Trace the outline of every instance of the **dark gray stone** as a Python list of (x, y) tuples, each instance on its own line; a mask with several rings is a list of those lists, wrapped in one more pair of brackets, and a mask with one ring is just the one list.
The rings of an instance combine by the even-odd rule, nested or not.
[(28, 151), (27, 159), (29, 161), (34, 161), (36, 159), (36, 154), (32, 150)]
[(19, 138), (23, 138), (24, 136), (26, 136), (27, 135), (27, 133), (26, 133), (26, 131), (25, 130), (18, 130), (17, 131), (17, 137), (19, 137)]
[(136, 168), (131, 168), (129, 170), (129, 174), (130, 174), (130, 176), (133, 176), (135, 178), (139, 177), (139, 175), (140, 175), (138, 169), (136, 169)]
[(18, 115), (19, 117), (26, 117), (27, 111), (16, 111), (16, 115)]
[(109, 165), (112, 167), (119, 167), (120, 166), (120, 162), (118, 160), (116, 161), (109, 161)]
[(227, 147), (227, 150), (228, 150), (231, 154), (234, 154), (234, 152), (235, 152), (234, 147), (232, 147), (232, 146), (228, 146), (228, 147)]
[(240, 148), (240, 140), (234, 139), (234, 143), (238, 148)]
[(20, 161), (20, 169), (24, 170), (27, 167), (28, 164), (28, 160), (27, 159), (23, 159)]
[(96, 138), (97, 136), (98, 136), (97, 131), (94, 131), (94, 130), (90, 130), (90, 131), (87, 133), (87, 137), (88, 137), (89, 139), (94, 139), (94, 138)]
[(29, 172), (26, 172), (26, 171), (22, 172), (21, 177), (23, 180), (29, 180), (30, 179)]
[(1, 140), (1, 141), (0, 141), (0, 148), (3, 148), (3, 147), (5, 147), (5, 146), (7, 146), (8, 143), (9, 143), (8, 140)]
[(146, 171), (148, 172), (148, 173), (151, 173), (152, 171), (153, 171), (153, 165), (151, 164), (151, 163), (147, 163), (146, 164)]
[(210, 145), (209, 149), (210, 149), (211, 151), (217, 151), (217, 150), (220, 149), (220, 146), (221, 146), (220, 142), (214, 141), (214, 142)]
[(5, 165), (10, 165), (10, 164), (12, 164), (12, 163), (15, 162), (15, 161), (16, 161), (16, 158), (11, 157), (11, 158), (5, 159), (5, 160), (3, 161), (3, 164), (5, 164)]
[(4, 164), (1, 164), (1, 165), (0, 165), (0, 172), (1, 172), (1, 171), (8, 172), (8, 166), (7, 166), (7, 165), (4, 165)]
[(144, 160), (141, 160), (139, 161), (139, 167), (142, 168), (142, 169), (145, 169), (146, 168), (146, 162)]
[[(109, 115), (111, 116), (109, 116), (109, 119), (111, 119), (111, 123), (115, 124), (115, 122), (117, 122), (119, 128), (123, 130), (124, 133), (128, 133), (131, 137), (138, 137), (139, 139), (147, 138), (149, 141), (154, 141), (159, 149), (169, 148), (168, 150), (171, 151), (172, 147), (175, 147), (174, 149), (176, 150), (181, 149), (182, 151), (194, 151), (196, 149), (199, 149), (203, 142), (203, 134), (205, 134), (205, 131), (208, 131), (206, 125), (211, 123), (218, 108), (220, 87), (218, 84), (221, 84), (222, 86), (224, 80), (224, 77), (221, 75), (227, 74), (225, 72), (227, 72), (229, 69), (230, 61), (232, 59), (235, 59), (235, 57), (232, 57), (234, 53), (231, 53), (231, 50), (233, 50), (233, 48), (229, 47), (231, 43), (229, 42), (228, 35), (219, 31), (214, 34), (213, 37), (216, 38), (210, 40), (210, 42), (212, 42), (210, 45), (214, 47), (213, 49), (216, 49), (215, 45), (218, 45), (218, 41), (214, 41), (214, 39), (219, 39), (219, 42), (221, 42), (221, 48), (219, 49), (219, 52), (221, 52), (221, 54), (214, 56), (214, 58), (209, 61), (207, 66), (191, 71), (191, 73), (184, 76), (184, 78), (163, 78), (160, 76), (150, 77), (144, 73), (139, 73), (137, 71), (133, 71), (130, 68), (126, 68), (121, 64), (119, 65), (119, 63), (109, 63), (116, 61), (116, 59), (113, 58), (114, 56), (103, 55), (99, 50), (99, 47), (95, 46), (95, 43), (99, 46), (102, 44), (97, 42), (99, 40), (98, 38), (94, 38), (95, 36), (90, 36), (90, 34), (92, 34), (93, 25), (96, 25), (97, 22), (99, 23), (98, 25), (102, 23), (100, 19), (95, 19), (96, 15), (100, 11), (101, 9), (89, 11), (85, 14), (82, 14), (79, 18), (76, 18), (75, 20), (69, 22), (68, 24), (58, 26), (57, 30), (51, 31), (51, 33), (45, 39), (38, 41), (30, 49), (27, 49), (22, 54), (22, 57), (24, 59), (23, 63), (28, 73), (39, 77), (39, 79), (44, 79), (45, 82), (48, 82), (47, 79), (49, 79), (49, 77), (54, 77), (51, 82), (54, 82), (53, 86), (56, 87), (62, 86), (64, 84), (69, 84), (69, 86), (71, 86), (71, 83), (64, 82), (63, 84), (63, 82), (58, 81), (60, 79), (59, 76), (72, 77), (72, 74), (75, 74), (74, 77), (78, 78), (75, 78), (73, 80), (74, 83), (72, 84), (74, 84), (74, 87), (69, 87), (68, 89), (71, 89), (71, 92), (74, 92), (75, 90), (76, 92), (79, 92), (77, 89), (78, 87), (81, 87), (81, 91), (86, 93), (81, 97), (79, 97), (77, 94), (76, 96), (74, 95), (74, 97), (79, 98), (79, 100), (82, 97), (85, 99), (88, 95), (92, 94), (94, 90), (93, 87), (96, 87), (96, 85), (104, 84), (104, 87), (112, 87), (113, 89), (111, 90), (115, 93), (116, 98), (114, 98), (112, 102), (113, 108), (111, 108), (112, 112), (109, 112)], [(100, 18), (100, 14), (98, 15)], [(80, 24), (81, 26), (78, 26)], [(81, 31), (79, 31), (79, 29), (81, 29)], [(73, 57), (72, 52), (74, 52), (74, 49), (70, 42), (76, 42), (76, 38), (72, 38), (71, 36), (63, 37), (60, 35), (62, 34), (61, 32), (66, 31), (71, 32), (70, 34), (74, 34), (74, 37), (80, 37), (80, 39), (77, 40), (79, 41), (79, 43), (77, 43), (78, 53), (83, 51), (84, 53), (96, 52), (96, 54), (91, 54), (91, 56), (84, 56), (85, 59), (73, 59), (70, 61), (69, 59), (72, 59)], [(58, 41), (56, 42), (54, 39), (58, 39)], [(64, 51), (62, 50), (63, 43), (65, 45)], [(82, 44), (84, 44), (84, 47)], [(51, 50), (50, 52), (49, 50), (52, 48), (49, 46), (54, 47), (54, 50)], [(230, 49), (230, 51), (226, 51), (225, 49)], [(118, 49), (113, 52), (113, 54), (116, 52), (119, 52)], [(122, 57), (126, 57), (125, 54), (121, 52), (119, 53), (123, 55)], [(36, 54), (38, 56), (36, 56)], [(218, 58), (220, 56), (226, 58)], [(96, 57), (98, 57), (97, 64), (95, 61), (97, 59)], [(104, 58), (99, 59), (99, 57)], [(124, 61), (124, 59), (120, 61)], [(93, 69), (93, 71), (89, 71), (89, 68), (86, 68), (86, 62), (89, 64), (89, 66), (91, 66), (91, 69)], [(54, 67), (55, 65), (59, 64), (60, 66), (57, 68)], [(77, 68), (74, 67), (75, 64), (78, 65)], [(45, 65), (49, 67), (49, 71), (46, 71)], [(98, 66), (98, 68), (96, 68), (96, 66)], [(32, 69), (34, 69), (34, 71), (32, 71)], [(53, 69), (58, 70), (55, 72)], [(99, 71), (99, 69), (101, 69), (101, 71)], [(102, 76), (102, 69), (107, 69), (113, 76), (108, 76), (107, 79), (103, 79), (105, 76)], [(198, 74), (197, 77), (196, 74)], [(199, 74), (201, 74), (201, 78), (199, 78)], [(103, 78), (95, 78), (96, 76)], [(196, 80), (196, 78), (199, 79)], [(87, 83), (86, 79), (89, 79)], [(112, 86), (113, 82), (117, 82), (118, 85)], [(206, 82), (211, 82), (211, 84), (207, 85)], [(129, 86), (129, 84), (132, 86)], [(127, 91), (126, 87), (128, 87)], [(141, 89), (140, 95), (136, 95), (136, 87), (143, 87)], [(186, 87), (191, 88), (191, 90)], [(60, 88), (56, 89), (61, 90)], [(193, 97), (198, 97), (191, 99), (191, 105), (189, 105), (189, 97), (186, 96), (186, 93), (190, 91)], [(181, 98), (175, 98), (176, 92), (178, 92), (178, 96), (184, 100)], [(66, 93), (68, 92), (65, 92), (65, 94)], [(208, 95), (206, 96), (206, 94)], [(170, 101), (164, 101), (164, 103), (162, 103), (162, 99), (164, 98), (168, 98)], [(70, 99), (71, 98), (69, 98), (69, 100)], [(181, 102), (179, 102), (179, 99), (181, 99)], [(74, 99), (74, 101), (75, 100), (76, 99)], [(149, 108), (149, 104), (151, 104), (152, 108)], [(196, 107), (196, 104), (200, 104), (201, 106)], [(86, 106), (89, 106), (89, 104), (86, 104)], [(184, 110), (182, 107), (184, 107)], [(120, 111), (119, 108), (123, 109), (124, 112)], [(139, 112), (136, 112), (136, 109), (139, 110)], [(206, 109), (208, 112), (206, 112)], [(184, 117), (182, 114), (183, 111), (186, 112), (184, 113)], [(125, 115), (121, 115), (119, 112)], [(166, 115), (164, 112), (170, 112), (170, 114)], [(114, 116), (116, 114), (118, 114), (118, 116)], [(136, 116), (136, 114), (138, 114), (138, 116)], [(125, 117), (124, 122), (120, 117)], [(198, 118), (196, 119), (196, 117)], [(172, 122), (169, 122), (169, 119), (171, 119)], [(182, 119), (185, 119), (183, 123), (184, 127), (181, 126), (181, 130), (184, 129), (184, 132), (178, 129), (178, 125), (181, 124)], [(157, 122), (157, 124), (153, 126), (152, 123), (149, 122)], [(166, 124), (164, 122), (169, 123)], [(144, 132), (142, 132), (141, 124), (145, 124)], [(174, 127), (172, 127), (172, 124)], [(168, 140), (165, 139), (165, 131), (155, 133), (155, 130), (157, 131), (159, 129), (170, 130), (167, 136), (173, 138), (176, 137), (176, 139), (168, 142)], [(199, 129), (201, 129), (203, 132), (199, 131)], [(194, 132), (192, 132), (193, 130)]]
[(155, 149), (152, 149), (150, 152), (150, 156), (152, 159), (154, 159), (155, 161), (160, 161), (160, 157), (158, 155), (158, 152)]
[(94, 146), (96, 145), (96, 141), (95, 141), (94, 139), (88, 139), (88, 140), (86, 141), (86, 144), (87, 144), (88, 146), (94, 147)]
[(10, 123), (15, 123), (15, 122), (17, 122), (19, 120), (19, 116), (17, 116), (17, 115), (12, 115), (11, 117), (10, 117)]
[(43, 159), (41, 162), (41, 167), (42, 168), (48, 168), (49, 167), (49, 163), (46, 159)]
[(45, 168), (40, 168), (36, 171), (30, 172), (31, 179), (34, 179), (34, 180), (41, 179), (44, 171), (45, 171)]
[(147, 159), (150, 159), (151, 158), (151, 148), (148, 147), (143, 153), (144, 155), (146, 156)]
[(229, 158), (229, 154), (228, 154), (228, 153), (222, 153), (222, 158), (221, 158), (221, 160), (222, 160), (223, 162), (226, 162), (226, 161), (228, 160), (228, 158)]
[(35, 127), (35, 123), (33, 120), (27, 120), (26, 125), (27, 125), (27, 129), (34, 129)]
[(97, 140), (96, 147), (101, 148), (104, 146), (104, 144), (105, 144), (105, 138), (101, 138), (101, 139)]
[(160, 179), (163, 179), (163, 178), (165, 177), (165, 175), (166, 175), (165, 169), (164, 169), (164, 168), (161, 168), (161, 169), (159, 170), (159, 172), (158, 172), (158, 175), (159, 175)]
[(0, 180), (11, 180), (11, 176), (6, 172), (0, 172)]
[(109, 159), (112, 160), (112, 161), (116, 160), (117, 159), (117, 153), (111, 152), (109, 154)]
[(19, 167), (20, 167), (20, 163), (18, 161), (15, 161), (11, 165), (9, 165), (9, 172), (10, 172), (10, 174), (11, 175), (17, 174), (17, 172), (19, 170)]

■ ■ ■

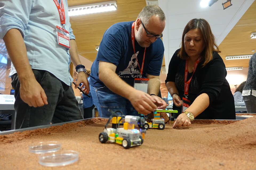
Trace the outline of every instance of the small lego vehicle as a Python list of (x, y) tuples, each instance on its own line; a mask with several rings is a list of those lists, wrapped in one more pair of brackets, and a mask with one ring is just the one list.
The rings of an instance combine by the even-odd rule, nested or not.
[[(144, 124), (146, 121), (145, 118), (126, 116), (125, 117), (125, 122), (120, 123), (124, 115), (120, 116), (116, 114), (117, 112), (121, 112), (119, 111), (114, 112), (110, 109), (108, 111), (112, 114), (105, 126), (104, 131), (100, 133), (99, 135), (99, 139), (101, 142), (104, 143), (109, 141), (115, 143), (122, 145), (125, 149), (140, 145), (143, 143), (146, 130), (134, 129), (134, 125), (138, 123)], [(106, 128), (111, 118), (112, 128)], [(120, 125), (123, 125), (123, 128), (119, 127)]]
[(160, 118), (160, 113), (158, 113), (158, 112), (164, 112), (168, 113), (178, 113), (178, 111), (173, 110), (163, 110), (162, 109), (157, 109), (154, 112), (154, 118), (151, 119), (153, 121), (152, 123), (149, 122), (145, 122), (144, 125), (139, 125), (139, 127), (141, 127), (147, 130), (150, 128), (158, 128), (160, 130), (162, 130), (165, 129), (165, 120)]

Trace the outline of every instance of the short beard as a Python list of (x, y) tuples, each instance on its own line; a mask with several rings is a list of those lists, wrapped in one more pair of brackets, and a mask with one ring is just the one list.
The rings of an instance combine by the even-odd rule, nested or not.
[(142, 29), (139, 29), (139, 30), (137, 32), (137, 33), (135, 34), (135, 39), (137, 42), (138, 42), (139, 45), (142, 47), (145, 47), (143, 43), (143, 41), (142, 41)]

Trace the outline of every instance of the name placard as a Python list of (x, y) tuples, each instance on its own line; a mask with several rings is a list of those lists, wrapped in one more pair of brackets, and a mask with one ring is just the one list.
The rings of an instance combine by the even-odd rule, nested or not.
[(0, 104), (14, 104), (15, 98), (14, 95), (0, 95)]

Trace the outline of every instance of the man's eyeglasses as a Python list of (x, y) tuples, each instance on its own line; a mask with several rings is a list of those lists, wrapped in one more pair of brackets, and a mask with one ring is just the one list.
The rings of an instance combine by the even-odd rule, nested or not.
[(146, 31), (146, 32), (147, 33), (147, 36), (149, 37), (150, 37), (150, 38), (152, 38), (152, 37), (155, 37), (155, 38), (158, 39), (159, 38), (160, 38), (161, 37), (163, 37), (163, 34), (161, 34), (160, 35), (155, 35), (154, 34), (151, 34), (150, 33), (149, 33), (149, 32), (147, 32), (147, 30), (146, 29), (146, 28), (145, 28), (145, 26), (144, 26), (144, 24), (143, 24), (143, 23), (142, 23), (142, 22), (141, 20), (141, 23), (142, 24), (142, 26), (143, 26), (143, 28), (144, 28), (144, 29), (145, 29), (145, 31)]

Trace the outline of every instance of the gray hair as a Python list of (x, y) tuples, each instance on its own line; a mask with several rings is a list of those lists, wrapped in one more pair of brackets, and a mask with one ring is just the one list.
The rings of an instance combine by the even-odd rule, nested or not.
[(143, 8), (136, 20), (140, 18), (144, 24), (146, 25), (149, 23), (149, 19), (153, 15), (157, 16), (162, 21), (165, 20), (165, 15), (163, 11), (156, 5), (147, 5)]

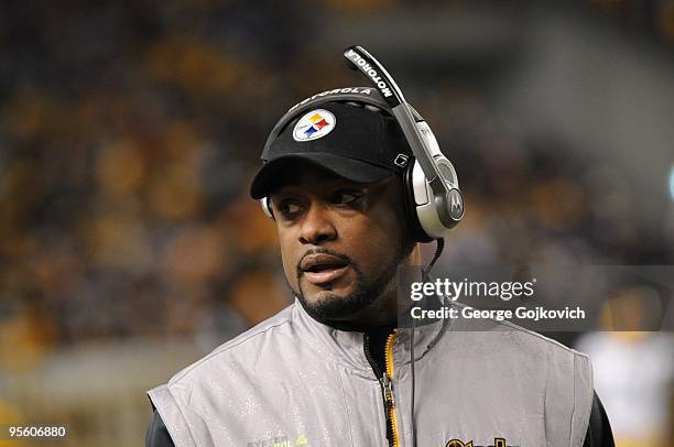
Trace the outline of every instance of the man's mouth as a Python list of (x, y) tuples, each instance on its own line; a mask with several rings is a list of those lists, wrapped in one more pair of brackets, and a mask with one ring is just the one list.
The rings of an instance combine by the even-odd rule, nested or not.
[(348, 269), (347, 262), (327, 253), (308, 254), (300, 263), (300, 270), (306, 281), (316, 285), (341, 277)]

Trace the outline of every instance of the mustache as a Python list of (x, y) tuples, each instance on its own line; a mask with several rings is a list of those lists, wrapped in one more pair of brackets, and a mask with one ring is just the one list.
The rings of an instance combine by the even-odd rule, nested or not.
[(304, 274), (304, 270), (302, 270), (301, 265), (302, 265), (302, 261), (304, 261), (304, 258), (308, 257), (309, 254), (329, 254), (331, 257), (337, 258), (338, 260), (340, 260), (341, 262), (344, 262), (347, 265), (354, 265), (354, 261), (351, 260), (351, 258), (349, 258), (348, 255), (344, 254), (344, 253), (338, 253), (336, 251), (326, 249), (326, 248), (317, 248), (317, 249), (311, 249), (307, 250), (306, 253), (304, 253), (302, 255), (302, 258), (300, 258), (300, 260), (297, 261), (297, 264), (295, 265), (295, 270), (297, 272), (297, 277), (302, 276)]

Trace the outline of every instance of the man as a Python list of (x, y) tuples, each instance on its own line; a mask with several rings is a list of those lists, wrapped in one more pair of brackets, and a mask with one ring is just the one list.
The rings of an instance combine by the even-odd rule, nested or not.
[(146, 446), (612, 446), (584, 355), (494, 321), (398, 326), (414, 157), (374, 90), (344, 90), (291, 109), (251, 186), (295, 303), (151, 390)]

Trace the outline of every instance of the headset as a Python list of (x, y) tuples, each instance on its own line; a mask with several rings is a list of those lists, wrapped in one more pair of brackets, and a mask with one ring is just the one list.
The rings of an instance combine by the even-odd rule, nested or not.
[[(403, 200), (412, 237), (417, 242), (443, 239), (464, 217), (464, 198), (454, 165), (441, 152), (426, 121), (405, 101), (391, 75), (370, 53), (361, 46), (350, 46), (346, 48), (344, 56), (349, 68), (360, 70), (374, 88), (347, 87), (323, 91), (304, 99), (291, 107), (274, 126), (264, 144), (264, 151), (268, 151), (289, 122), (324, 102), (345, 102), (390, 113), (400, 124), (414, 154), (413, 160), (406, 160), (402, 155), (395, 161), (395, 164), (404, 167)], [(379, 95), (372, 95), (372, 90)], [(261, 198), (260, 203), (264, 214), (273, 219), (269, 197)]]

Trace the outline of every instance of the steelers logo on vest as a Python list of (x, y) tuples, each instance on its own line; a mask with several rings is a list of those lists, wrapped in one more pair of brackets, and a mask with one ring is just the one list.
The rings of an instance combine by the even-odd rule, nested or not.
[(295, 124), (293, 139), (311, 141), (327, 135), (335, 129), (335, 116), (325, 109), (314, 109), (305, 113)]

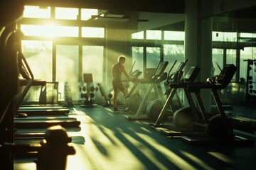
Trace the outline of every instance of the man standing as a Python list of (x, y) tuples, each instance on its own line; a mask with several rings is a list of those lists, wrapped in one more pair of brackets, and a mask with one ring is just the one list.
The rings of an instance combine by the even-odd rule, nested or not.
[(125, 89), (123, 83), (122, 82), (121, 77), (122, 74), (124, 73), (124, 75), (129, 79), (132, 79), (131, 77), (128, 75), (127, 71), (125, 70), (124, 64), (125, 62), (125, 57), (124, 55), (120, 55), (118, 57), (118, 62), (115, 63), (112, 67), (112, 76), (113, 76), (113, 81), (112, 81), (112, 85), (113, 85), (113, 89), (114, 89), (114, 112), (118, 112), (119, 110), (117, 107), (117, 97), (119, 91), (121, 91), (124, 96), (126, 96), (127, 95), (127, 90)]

■ ■ ■

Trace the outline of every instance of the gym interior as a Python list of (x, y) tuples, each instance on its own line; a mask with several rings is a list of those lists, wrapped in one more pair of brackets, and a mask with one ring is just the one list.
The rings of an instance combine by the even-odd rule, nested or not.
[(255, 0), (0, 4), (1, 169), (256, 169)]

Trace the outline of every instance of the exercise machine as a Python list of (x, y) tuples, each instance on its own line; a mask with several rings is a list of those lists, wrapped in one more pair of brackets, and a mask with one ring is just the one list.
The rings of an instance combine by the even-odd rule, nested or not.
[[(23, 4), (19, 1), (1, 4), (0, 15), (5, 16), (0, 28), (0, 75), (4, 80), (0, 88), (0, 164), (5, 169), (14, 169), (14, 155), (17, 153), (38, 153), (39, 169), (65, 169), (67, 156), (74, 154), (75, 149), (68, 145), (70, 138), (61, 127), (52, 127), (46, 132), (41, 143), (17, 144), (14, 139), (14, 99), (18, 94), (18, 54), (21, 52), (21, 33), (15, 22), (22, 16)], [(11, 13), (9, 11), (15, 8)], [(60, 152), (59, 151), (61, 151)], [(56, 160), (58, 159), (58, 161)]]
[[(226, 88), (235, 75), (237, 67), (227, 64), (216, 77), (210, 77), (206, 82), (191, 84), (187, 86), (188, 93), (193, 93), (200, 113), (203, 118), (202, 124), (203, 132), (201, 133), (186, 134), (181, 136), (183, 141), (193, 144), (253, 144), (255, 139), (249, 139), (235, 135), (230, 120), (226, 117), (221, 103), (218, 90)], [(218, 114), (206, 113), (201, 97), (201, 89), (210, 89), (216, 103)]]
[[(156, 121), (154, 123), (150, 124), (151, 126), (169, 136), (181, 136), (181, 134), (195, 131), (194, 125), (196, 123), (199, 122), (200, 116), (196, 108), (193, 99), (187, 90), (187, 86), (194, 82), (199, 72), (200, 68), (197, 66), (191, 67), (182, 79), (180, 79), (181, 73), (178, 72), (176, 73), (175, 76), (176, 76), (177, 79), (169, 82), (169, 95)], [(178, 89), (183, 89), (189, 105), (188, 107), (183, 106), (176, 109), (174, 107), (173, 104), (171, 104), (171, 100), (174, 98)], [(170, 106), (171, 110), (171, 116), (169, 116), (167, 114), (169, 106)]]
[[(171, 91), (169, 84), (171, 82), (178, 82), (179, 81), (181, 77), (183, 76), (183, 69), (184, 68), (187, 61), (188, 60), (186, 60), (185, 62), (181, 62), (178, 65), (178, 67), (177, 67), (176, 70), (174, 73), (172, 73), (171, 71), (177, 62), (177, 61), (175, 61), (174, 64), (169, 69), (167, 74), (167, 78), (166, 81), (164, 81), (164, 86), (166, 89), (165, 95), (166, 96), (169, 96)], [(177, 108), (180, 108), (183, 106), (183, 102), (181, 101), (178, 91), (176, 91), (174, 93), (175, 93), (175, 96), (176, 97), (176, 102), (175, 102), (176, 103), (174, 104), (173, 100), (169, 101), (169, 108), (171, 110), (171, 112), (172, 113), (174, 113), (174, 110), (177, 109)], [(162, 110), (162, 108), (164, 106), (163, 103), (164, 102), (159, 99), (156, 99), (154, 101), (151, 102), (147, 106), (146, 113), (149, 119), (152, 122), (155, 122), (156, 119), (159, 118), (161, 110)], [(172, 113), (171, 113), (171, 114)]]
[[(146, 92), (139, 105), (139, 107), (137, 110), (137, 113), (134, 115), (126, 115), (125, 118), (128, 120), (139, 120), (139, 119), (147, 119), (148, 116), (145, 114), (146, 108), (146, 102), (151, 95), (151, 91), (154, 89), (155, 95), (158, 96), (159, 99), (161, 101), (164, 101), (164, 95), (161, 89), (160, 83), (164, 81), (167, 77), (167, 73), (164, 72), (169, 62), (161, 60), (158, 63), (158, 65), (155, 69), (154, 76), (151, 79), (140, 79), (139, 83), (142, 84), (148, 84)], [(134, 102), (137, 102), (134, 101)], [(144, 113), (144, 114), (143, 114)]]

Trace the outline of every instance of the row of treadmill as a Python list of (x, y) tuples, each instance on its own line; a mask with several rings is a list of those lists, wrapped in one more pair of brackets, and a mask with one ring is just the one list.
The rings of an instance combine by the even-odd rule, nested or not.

■ ■ ■

• The request: Resize the lines from the one with "Trace the outline of every instance of the gray" to the one with "285), (341, 277)]", both ends included. Reproduce the requests unchanged, multiply every coordinate in the answers by 0.45 and round each to a whole number with halves rounded up, and leave out the pictures.

• Task response:
Trace the outline of every instance of the gray hair as a Python list of (x, y) tuples, each instance on its own line; a mask with several rings is a list of those lists, wrapped in one more pair of brackets, and a mask with one ring is just the one list.
The rings of an instance combine by the even-odd rule, nested or not.
[(64, 4), (61, 9), (63, 8), (65, 11), (66, 11), (67, 10), (67, 9), (69, 7), (71, 7), (73, 9), (74, 9), (74, 7), (73, 5), (70, 2), (66, 2)]

Trace the outline of every instance of the man's mouth as a Python list of (x, y) tuples, each instance on its own line; a mask with several rings is a list of those lists, wrapped in one more pair of brackets, and a mask with one ring is just the one list.
The rings of an instance combine by the even-odd rule, nested or not.
[(157, 121), (156, 118), (147, 114), (139, 114), (135, 118), (135, 122), (138, 126), (142, 128), (153, 125)]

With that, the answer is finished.